== Source extract ==
● ● ●
The governor can call us back to work for any time or any reason. He is fully empowered to set the agenda for debate. However, special sessions should be called when there is a pressing need facing Texas families. Because we are operating on the taxpayer's dime, we should be focused on the urgent problems of our state.
This is why I was disappointed and, frankly, bewildered that Texas higher education did not merit inclusion in the governor's proclamation. I am requesting that the governor reconsider.
There is no greater vehicle for economic opportunity than a college degree. There is no more fertile soil for innovation and self-discovery than a university classroom. However, access to that dream has become more and more costly in time and in money. Over the past 10 years, outstanding student debt has surpassed the amount households owe on auto loans, home equity loans and credit cards. Since 2004, there has been a 92 percent increase of student loan borrowers. During that time, the number of borrowers defaulting on their loans has increased 125 percent.
None of this is surprising when you realize that in Texas, the 50 percent of students who leave college with debt leave owing over $31,000. At several institutions, that average is north of $40,000.
This is a travesty, and it's one lawmakers helped cause. Since 2003, tuition and fees has increased by 91 percent. Meanwhile, state appropriations have declined by 27 percent. Simply put, we shifted the burden to students and families.
This is a state and national emergency. When the governor chose to call us back, it is inconceivable that neither the student debt crisis nor any issues in higher education merited consideration. We could be spending the next 30 days debating loan forgiveness and repayment programs, expanded refinancing options, and additional tax credits. We could be working on a bipartisan basis, in collaboration with university leadership, to find creative new ways to help students graduate on time with manageable debt.
● ● ●
== Direction a ==
Answer these from the op-ed on Texas higher education:
(i) Since 2004, by what percentage has the number of student loan borrowers increased?
(ii) How much do the Texas students who leave college with debt owe?
(iii) Since 2003, by what percentage have state appropriations declined?
● ● ●
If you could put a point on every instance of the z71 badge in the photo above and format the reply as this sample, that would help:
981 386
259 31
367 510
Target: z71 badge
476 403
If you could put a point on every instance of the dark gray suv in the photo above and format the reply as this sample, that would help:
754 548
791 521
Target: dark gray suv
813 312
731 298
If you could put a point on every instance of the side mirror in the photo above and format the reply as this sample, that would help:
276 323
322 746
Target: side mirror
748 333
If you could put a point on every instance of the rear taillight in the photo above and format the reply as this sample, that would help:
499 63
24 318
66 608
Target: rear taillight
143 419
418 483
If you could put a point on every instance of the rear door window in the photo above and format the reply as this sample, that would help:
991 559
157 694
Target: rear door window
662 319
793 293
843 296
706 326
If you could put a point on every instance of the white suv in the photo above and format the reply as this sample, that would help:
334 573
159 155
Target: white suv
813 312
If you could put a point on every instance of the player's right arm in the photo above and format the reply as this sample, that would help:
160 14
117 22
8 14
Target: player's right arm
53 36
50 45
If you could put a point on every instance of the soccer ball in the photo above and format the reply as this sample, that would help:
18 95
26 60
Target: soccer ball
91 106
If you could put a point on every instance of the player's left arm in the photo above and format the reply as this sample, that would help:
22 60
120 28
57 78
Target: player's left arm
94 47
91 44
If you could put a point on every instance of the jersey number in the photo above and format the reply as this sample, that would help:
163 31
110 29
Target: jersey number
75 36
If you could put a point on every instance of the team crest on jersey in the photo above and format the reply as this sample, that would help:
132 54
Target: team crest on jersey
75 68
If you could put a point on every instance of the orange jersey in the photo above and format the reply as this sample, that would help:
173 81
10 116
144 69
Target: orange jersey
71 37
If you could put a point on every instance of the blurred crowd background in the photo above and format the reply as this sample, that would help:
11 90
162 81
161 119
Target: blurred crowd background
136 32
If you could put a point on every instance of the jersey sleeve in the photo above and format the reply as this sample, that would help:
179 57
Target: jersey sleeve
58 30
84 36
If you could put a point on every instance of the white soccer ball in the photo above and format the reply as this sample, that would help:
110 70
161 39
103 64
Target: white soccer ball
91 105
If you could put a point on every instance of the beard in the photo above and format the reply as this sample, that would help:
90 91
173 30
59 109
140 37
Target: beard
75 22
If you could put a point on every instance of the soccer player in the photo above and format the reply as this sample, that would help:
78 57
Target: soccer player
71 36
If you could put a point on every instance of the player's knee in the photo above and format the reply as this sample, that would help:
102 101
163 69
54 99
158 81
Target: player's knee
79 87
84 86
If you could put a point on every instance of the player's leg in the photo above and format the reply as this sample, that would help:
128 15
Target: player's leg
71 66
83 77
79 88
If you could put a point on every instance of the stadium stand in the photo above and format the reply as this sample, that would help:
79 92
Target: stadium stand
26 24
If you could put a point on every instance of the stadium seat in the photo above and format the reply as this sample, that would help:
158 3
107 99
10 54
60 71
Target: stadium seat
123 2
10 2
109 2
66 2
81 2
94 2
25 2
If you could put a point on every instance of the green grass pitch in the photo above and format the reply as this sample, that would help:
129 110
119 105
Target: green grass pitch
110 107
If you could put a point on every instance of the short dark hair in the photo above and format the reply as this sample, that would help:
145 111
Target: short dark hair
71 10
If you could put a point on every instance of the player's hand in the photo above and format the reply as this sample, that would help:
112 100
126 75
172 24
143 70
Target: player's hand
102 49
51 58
● ● ●
== Direction b ==
Can you transcribe the entries word for word, starting at the line that contains "of the short" and stopping after the last line of the entries?

== Response a ==
(i) 92 percent
(ii) Over $31,000
(iii) 27 percent

== Response b ==
If you could put a point on every instance of the short dark hair in the photo above and format the reply as this sample, that would help:
145 111
Target: short dark hair
71 10
If you could put a point on every instance of the player's hand in the photo above and format the reply as this sample, that would help:
112 100
126 75
172 24
143 70
Target: player's hand
102 49
51 58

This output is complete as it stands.